Page excerpt.

********************

On Sun, Nov 20, 2011 at 01:39:12PM -0800, Hugh Dickins wrote:To be able to safely use mmap(), regarding SIGBUS, on files on the
/dev/shm filesystem. The glibc fallback loop for -ENOSYS on fallocate
is just ugly.
The fallback for -EOPNOTSUPP?
Probably for both. Note that the fallocate man page actually documents
the errors incorrecly - it documents ENOSYS for filesystems not
supporting fallocate, and EOPNOTSUPP for not recognizing the mode, but
we actually return EOPNOTSUPP for either case. ENOSYS is only returned
by kernels not implementing fallocate at all.
Being unfamiliar with glibc, I failed to find the internal_fallocate()
that it appears to use when the filesystem doesn't support the call;
so I don't know if I would agree with you that it's uglier than doing
the same(?) in the kernel.
Last time I looked it basically did a pwrite loop writing zeroes.

********************

Material shown.
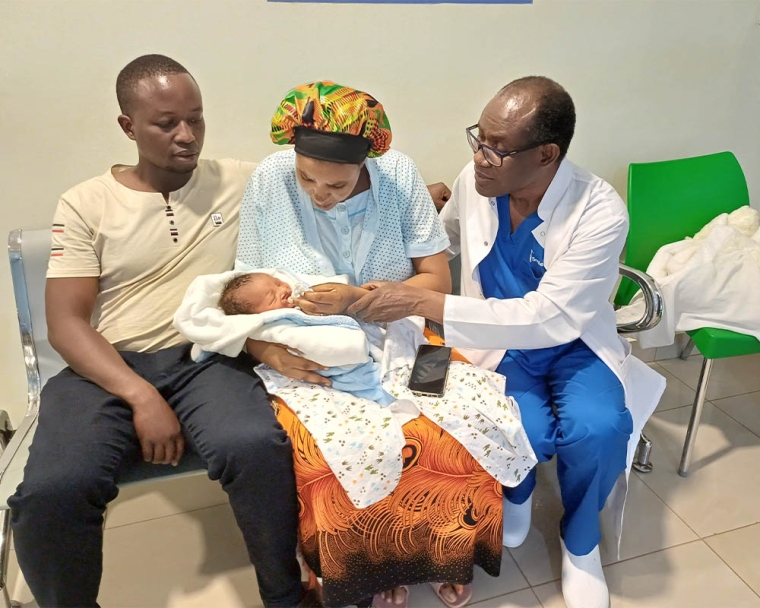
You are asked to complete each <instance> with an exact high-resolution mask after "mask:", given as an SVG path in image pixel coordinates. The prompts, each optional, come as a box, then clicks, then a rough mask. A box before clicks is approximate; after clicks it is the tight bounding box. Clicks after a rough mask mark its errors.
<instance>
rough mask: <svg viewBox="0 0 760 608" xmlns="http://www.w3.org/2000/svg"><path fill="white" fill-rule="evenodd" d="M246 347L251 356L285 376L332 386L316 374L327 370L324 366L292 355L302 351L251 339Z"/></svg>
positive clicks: (279, 345)
mask: <svg viewBox="0 0 760 608" xmlns="http://www.w3.org/2000/svg"><path fill="white" fill-rule="evenodd" d="M246 347H247V350H248V354H249V355H251V356H252V357H254V358H255V359H258V360H259V361H261V362H262V363H263V364H265V365H268V366H269V367H271V368H272V369H273V370H275V371H277V372H280V373H281V374H282V375H283V376H287V377H288V378H293V379H294V380H303V381H304V382H311V383H312V384H321V385H322V386H330V384H331V383H330V381H329V380H328V379H327V378H325V377H324V376H321V375H320V374H318V373H316V371H317V370H323V369H327V368H326V367H325V366H324V365H319V363H314V361H309V360H308V359H304V358H303V357H299V356H298V355H294V354H292V353H293V352H300V351H297V350H296V349H293V348H289V347H288V346H286V345H285V344H275V343H273V342H262V341H261V340H251V339H250V338H249V339H248V340H247V341H246ZM290 351H292V352H290Z"/></svg>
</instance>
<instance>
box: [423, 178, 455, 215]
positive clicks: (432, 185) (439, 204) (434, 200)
mask: <svg viewBox="0 0 760 608" xmlns="http://www.w3.org/2000/svg"><path fill="white" fill-rule="evenodd" d="M428 192H430V196H431V197H432V199H433V203H435V208H436V209H438V211H440V210H441V209H443V206H444V205H445V204H446V203H447V202H448V200H449V199H450V198H451V190H449V188H448V186H447V185H446V184H444V183H443V182H438V183H437V184H430V185H429V186H428Z"/></svg>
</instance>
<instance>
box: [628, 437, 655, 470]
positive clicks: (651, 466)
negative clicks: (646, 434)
mask: <svg viewBox="0 0 760 608" xmlns="http://www.w3.org/2000/svg"><path fill="white" fill-rule="evenodd" d="M651 457H652V442H651V441H650V440H649V438H648V437H647V436H646V435H644V433H641V435H639V445H638V447H637V448H636V457H635V458H634V459H633V465H632V466H633V468H634V469H635V470H636V471H638V472H639V473H649V472H651V470H652V469H653V468H654V465H653V464H652V463H651V462H650V459H651Z"/></svg>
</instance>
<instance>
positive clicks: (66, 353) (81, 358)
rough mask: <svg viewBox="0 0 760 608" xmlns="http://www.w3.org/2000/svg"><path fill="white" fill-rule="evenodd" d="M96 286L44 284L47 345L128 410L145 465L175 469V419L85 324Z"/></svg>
mask: <svg viewBox="0 0 760 608" xmlns="http://www.w3.org/2000/svg"><path fill="white" fill-rule="evenodd" d="M98 287H99V279H98V277H77V278H55V279H48V281H47V284H46V287H45V310H46V314H47V323H48V339H49V340H50V345H51V346H52V347H53V348H54V349H55V350H56V351H58V353H60V355H61V356H62V357H63V359H64V361H66V363H68V364H69V366H70V367H71V369H73V370H74V371H75V372H76V373H78V374H79V375H80V376H83V377H84V378H87V379H88V380H91V381H92V382H94V383H95V384H97V385H98V386H100V387H101V388H103V389H104V390H106V391H108V392H109V393H111V394H113V395H116V396H117V397H120V398H121V399H123V400H124V401H125V402H126V403H127V404H128V405H129V406H130V407H131V408H132V412H133V420H134V425H135V430H136V431H137V436H138V438H139V440H140V444H141V446H142V450H143V457H144V458H145V460H146V461H150V462H153V463H155V464H173V465H176V464H177V463H178V462H179V459H180V458H181V456H182V452H183V451H184V439H183V437H182V432H181V428H180V425H179V421H178V420H177V417H176V415H175V414H174V412H173V411H172V409H171V408H170V407H169V404H168V403H166V401H165V400H164V398H163V397H161V395H160V394H159V392H158V391H157V390H156V388H155V387H154V386H153V385H151V384H150V383H148V382H146V381H145V380H144V379H142V378H141V377H140V376H138V375H137V374H136V373H135V372H133V371H132V370H131V369H130V368H129V367H128V366H127V364H126V363H125V362H124V360H123V359H122V358H121V356H120V355H119V353H118V352H117V351H116V349H115V348H114V347H113V346H112V345H111V344H110V343H109V342H108V341H107V340H106V339H105V338H104V337H103V336H102V335H101V334H100V333H98V332H97V331H96V330H95V329H94V328H93V327H92V326H91V325H90V318H91V317H92V312H93V309H94V307H95V300H96V298H97V295H98Z"/></svg>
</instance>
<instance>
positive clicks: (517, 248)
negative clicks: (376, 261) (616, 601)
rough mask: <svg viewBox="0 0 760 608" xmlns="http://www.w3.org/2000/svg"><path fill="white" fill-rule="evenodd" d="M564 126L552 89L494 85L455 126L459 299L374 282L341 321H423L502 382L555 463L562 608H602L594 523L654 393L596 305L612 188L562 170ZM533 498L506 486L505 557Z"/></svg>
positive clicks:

********************

Task item A. In one to three sentences, explain why the fallocate discussion says the fallocate man page documents the errors incorrectly.
Task item B. Please resume the fallocate discussion, starting right after "Last time I looked it basically did a pwrite loop writing zeroes."
The records are separate from the fallocate discussion.

Task result A. The man page lists ENOSYS for filesystems that don't support fallocate and EOPNOTSUPP for a mode that isn't recognized. The kernel actually returns EOPNOTSUPP in both cases and returns ENOSYS only when the kernel doesn't implement fallocate at all.

Task result B.
Unfortunately it did far too small I/O sizes and thus actually causes
some major overhead e.g. on ext3.
But since the present situation is that tmpfs has one interface to
punching holes, madvise(MADV_REMOVE), that IBM were pushing 5 years ago;
but ext4 (and others) now a fallocate(FALLOC_FL_PUNCH_HOLE) interface
which IBM have been pushing this year: we do want to normalize that
situation and make them all behave the same way.
FALLOC_FL_PUNCH_HOLE was added by Josef Bacik, who happens to work for
Red Hat, but I doubt he was pushing any corporate agenda there, he was
mostly making btrfs catch up with the 15 year old XFS hole punching
ioctl.
And if tmpfs is going to support fallocate(FALLOC_FL_PUNCH_HOLE),
looking at Amerigo's much more attractive V2 patch, it would seem
to me perverse to permit the deallocation but fail the allocation.
Agreed.